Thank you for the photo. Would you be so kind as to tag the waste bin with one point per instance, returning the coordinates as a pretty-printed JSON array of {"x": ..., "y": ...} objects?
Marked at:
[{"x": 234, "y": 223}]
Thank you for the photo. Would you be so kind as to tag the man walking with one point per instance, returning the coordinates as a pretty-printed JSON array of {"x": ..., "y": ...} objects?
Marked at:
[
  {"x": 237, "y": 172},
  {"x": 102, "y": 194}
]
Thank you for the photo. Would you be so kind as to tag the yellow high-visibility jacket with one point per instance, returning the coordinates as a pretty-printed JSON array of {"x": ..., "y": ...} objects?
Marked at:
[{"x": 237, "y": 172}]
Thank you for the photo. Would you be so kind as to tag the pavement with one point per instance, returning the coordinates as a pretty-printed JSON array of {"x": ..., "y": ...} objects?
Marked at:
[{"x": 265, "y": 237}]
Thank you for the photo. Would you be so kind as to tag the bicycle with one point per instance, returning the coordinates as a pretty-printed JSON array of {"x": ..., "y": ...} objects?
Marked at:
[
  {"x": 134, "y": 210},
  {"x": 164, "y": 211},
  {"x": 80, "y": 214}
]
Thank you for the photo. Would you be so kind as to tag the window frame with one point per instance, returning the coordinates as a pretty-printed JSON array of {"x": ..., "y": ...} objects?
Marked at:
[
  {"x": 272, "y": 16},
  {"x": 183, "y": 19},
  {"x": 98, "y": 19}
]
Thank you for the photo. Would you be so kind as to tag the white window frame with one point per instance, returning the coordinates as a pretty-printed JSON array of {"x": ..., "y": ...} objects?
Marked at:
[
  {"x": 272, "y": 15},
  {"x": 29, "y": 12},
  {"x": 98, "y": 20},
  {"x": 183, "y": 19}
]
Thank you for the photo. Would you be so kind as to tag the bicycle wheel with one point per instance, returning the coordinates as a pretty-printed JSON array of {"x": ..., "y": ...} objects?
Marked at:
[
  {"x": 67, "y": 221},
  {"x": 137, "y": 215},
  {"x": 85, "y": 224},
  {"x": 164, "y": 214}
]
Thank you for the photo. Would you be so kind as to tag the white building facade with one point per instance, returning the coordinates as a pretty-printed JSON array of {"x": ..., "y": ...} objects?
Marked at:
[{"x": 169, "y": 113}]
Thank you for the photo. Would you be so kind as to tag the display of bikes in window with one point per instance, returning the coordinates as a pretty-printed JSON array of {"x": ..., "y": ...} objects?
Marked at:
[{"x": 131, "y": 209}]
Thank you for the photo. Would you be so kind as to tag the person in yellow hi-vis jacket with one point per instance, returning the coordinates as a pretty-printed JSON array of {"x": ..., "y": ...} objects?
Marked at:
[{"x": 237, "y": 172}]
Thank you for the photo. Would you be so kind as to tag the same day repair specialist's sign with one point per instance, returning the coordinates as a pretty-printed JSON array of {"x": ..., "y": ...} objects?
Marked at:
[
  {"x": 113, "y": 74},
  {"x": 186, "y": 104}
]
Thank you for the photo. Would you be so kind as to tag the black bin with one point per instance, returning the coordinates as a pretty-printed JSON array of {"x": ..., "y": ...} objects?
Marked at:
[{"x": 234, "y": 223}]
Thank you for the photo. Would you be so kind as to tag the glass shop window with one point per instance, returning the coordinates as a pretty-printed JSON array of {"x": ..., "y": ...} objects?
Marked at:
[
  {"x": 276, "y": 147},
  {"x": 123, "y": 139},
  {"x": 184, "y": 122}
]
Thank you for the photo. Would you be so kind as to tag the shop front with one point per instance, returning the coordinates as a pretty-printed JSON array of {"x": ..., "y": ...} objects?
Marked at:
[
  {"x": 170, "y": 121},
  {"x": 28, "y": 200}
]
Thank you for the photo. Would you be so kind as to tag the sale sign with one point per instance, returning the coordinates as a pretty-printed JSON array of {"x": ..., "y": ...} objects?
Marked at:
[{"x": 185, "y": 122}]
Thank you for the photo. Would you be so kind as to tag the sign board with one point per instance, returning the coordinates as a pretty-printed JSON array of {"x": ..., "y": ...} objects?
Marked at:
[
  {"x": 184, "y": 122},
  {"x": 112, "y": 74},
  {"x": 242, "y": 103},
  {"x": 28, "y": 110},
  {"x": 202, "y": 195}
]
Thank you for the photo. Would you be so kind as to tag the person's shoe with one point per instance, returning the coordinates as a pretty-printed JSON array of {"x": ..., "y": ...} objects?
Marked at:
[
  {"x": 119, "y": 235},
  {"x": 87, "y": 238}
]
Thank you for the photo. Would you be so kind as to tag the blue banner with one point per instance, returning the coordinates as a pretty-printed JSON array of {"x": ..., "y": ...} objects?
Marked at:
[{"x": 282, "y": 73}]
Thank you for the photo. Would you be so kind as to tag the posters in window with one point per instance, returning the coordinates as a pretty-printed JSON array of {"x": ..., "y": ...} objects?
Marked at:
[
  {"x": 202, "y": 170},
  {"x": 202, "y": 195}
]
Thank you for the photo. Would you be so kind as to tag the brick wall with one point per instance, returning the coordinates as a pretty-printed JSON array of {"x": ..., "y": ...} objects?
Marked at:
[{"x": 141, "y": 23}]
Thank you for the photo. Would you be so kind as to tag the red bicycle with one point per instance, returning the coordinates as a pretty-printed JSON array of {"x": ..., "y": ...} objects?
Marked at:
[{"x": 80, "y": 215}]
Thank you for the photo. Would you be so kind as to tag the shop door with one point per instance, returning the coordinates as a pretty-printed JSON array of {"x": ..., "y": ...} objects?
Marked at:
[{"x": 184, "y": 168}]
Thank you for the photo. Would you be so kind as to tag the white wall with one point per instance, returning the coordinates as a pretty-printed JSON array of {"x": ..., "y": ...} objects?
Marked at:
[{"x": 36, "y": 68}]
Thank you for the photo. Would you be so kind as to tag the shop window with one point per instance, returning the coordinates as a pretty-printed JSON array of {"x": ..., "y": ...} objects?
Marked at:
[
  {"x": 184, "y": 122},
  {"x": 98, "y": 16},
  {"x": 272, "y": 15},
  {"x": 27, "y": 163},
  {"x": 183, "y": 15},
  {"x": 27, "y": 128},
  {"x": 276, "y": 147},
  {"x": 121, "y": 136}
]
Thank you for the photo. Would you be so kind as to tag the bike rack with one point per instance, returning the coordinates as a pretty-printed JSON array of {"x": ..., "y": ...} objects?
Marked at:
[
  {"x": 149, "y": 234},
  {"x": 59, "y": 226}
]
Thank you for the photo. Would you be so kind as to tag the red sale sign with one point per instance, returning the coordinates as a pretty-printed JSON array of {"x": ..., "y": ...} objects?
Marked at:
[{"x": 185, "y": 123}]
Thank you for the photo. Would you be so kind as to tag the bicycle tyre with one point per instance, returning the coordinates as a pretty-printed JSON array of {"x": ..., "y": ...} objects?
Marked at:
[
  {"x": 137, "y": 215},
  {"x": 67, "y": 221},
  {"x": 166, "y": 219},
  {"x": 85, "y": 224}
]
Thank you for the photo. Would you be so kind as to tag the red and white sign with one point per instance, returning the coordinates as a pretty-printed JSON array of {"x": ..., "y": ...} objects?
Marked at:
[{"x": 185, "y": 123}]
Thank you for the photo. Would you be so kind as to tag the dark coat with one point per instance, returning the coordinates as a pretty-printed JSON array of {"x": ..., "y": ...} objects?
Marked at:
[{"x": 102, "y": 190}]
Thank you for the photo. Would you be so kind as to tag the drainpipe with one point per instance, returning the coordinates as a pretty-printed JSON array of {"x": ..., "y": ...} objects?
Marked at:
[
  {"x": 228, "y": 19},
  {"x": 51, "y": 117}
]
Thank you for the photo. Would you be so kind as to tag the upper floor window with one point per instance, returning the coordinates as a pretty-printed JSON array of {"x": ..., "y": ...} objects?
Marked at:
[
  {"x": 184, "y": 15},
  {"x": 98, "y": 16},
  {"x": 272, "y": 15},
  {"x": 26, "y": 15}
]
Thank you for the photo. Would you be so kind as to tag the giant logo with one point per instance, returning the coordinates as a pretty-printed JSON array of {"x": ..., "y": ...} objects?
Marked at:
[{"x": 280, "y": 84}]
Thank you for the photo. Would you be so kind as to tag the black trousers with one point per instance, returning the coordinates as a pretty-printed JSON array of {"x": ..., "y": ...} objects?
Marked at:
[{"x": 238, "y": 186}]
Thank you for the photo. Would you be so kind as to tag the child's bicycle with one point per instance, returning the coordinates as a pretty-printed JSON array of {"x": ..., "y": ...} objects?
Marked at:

# Written instruction
Find the line containing "tag the upper", then output it and every line after it to the end of the data, exactly.

# Result for this task
Thank you for the photo. Would you be so kind as to tag the upper floor window with one point per instance, returning the coordinates as a pretty-printed JSON array of {"x": ..., "y": ...} objects?
Marked at:
[
  {"x": 184, "y": 15},
  {"x": 98, "y": 16},
  {"x": 272, "y": 15},
  {"x": 26, "y": 15}
]
Thank you for the photo. Would you be so kind as to tag the giant logo with one point per instance, returning the coordinates as a pretty-printed JSON array of {"x": ..., "y": ...} objects?
Marked at:
[{"x": 280, "y": 84}]
Thank you for the photo. Would you be so kind as to tag the black trousers with one point per instance, returning the coordinates as a pretty-printed JSON array of {"x": ..., "y": ...} objects?
Marked at:
[{"x": 238, "y": 186}]
Thank you for the photo. Would you be so kind as to tag the child's bicycle with one point per instance, returning the coordinates as a pretty-printed JSON array of {"x": ..., "y": ...} objects?
Marked at:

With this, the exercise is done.